WORK REQUIRED: Among the entries below, how many lines contain the string "dress"? Only the number, please.

### STORED DATA

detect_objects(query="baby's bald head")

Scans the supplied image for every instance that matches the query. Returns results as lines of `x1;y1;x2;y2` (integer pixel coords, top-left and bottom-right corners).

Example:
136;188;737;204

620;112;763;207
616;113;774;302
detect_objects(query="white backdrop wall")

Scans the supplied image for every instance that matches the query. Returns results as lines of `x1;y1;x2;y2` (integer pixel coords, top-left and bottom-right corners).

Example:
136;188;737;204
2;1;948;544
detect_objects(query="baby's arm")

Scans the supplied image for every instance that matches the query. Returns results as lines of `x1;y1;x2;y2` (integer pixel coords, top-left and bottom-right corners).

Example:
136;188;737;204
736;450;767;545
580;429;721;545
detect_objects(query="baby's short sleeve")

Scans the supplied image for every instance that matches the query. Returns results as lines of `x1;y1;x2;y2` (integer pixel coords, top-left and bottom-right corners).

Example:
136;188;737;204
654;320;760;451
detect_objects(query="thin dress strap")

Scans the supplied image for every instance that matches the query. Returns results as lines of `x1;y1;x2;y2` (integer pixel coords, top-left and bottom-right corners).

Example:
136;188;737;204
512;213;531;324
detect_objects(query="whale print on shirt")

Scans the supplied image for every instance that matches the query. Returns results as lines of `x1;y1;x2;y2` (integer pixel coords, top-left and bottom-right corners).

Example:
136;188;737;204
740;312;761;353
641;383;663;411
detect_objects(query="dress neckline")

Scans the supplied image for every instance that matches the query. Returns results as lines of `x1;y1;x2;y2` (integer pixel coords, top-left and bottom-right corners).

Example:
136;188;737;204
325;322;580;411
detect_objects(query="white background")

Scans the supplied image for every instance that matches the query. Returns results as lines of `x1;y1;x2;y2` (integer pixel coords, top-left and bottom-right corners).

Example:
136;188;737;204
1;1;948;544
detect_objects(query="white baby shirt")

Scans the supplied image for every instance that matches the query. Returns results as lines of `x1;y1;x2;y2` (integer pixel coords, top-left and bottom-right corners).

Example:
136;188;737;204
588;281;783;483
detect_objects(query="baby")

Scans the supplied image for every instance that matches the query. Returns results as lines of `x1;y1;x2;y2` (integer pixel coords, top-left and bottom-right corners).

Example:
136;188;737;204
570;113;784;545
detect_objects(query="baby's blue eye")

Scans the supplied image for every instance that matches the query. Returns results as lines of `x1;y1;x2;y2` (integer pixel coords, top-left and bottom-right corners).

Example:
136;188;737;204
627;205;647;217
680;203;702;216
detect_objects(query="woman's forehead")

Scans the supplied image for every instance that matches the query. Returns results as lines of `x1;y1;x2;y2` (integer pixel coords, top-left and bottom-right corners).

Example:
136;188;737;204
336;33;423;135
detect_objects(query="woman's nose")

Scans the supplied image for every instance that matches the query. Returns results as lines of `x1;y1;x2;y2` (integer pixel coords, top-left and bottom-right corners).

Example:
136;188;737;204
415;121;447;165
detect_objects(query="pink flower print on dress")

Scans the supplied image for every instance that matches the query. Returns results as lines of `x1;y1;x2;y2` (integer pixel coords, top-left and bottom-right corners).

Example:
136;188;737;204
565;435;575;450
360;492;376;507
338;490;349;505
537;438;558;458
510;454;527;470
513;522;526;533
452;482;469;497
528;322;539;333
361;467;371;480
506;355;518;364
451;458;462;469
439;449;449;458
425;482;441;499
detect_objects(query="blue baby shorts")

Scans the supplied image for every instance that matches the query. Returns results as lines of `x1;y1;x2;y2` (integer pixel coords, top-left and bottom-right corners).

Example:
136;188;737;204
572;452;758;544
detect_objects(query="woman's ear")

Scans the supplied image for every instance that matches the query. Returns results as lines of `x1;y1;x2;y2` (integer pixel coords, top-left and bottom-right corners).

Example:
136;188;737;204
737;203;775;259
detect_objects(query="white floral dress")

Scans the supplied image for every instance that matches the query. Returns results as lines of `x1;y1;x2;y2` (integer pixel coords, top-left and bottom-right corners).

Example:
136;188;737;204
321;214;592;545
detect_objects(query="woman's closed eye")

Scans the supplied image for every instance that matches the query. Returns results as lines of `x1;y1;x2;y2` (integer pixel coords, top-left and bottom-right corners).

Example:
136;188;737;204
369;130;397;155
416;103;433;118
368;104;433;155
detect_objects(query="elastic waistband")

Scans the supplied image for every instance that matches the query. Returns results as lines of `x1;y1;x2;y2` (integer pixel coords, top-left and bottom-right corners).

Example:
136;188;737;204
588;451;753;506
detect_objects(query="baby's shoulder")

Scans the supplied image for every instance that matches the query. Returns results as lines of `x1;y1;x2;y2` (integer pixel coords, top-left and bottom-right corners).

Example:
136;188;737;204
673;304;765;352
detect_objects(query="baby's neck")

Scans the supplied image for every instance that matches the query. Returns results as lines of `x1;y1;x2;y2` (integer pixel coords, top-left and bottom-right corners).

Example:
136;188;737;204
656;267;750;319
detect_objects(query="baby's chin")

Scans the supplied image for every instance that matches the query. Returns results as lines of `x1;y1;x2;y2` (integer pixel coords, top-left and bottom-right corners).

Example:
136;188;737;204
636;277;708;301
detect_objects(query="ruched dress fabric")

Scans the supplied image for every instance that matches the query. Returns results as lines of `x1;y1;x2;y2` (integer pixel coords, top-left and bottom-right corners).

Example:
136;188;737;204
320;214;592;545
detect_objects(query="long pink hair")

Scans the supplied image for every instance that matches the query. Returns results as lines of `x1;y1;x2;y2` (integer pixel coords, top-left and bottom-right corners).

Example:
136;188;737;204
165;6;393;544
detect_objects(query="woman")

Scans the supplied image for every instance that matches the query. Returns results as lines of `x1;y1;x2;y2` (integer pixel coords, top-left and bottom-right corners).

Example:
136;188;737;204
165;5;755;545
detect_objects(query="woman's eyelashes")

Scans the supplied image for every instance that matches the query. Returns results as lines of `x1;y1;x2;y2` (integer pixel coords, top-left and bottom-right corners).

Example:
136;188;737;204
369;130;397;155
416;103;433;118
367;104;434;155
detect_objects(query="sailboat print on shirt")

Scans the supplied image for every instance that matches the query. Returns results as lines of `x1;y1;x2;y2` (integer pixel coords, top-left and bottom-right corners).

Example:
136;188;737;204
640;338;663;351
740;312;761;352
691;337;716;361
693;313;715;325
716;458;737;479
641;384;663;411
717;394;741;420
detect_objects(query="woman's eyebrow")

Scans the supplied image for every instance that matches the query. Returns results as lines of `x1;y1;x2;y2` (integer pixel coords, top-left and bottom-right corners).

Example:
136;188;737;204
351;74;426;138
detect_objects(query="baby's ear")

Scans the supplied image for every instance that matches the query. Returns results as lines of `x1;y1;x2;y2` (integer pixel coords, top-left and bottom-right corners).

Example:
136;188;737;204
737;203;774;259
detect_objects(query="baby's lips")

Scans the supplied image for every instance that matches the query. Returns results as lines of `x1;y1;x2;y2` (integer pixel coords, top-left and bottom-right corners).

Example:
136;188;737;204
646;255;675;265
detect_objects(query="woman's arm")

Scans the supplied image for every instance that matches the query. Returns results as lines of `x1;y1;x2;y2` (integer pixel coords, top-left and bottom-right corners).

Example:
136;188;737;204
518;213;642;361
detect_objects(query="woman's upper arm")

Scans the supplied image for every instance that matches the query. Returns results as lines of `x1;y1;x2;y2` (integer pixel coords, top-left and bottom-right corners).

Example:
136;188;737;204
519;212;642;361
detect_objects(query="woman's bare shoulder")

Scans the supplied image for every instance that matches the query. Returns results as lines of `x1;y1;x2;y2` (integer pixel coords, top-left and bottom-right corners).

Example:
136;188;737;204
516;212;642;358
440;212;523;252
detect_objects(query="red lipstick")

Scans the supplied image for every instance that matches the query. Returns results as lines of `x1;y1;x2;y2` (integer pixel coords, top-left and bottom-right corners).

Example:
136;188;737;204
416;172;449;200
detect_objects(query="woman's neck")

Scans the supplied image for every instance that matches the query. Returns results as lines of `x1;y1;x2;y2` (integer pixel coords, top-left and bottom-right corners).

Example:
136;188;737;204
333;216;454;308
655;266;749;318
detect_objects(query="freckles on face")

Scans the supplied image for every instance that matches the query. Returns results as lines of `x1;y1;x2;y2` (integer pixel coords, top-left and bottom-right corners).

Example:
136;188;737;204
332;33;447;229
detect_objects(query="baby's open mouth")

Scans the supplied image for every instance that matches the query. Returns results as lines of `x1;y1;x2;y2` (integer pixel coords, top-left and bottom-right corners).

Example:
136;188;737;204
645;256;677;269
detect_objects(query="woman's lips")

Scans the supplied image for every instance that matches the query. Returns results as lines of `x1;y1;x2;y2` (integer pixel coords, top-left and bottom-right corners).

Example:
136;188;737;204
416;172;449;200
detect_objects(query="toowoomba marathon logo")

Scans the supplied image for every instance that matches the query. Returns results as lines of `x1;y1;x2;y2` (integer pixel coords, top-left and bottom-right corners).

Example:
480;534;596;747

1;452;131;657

######

SOLUTION BELOW: 5